--- Excerpts from a dataset ---
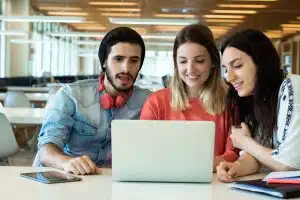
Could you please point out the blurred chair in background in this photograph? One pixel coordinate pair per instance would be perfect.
(16, 99)
(8, 143)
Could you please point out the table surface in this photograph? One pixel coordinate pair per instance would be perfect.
(24, 115)
(28, 89)
(102, 187)
(31, 96)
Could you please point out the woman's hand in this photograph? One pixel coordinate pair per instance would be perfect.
(228, 171)
(239, 136)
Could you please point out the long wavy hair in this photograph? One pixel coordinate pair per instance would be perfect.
(260, 110)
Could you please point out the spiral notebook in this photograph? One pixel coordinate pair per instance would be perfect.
(274, 189)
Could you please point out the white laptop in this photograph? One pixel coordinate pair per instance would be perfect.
(162, 151)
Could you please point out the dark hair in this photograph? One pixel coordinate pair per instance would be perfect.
(120, 34)
(200, 34)
(258, 111)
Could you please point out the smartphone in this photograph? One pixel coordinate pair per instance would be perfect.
(50, 177)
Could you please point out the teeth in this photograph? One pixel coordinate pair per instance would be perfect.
(191, 76)
(237, 85)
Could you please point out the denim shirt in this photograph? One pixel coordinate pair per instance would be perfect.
(76, 123)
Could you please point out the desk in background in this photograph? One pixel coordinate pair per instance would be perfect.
(102, 187)
(24, 116)
(34, 97)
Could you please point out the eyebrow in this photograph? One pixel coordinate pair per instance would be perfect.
(194, 57)
(231, 62)
(135, 57)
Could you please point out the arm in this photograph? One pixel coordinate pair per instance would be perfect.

--- Activity ---
A faithful, word-for-word version of the records above is needed, with no images in it.

--- Task response ---
Could you please point out the blurred chair in background in this photograph? One pixel coordinate pair per instance would be perfect.
(16, 99)
(8, 143)
Could you please point out the table surface in this photograph? One pixel coordinate pair per instance would be perfect.
(24, 115)
(28, 89)
(102, 187)
(31, 96)
Could you please point out the woman's hand in this photograph? One pixel coordinate pair per instance would be perfect.
(228, 171)
(239, 136)
Could you please point out the long wavy hair in this photograph? One pixel coordinate pair per instance would be perfect.
(260, 110)
Could you please point out the spiral notebook in this photograph? One pixel coordinate pair per instance would be perfect.
(274, 189)
Could you please point out the white laptop in this photograph? One pixel coordinate pair per instance would be perfect.
(162, 151)
Could you please point out the dark hair in this photograph? One pixel coordinate pair per instance would be perfect.
(120, 34)
(200, 34)
(258, 111)
Could you please point out the smartphone in this photograph? One pixel coordinate pair per instance would be perfect.
(50, 177)
Could you please point out the teeth in this photograph? One pixel coordinate pair per instance would be perfect.
(191, 76)
(237, 85)
Could you please point out the denim shirt in this photograph? One pixel coordinate pair per instance would be perfect.
(76, 123)
Could you please point out the desk in background in this photograph? One pixel coordinate pair per instance would be perfect.
(102, 187)
(24, 116)
(34, 97)
Could you please point out the eyebrow in this photograph? One pixel coordinate pair per instance would be perfect.
(194, 57)
(231, 62)
(135, 57)
Could you please point out the arm in this photograph? One pixel coordinate pair per instance would be perfect.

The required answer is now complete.